• **TASK**
Reproduce the stretch from the line containing "I need to know where the van wooden" through the end of the material below, leaving out any pictures.

• **INPUT MATERIAL**
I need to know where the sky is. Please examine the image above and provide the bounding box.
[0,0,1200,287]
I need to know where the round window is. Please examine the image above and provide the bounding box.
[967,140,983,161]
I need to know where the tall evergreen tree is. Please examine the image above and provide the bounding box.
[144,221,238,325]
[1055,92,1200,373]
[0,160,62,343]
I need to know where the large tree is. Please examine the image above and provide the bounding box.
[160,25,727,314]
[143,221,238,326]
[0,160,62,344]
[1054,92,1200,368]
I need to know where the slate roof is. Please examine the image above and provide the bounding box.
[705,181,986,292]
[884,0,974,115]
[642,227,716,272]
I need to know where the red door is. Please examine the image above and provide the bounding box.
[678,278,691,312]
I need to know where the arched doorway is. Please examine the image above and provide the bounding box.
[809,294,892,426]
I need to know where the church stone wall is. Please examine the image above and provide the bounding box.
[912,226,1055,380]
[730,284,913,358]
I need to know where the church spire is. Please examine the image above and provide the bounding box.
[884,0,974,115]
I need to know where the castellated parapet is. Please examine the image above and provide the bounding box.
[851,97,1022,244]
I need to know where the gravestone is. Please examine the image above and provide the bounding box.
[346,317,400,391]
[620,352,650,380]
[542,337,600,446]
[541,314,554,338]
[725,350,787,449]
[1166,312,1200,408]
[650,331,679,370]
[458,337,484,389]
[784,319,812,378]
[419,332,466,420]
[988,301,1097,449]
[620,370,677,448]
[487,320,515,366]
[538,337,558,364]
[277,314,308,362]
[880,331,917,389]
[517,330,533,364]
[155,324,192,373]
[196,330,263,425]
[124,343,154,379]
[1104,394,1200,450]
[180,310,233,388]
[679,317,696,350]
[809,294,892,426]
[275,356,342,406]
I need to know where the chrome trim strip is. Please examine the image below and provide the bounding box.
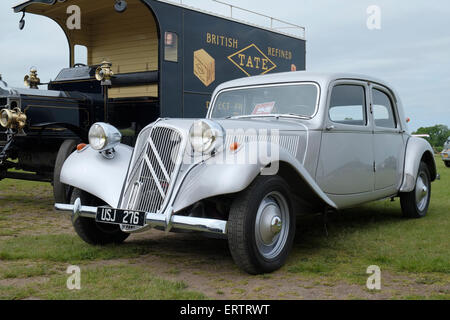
[55,198,228,234]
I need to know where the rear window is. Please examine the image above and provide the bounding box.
[329,85,367,126]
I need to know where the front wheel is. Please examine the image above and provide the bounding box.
[400,162,431,218]
[70,189,130,245]
[228,176,295,274]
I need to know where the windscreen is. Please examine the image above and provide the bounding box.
[211,83,319,119]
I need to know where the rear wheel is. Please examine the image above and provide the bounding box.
[70,189,130,245]
[53,139,78,203]
[228,176,295,274]
[400,162,431,218]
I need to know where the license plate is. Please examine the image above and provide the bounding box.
[95,208,145,227]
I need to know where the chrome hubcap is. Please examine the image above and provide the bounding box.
[255,192,289,259]
[416,172,429,211]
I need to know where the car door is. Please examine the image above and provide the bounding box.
[370,84,405,193]
[316,80,374,195]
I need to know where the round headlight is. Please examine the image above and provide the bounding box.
[0,109,12,128]
[89,122,122,151]
[189,120,225,153]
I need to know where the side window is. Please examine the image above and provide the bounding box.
[329,85,367,126]
[164,32,178,62]
[372,89,397,129]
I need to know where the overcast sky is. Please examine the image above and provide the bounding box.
[0,0,450,130]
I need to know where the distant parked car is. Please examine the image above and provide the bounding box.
[55,72,436,274]
[441,137,450,168]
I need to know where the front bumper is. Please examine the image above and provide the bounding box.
[55,199,227,234]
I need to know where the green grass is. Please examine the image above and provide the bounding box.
[0,234,156,264]
[0,265,206,300]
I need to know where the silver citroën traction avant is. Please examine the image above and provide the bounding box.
[55,72,437,274]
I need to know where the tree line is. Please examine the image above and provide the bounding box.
[413,124,450,152]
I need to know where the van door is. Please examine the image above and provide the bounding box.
[316,80,374,195]
[370,84,405,193]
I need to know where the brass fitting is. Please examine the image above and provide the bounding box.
[0,108,27,130]
[23,67,41,89]
[95,61,114,86]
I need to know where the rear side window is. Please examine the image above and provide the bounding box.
[372,89,397,129]
[329,85,367,126]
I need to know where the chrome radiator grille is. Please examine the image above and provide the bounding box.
[121,126,184,213]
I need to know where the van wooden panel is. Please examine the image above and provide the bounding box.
[27,0,159,98]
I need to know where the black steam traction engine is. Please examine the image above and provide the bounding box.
[0,0,305,203]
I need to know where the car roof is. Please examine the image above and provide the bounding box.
[216,71,391,91]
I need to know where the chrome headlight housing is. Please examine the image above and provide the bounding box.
[89,122,122,151]
[189,119,225,154]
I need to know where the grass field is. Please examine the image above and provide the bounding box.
[0,158,450,299]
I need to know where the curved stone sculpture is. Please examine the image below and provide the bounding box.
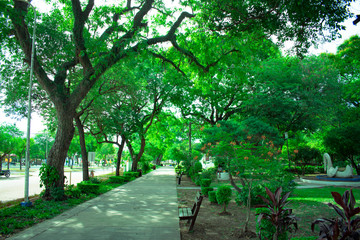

• **RESULT OF THIS TASK**
I need to know where the van wooden panel is. Please examine the image above and provide the bounding box.
[27,0,159,98]
I need to know where the black steam traction engine is. Please examine the image above and provide the bounding box.
[0,0,305,203]
I need to know where the car roof is. Please examine the image above and provide the bounding box.
[216,71,391,91]
I need to know where the chrome headlight housing is. Please examine the image above and provide the bounding box.
[89,122,122,151]
[189,119,225,154]
I need to know where the grass field is. Please examine the image above and provide the bounding box.
[0,158,450,299]
I need to know where the curved stone sculpture is. Please examine the image below and provide the bounding box.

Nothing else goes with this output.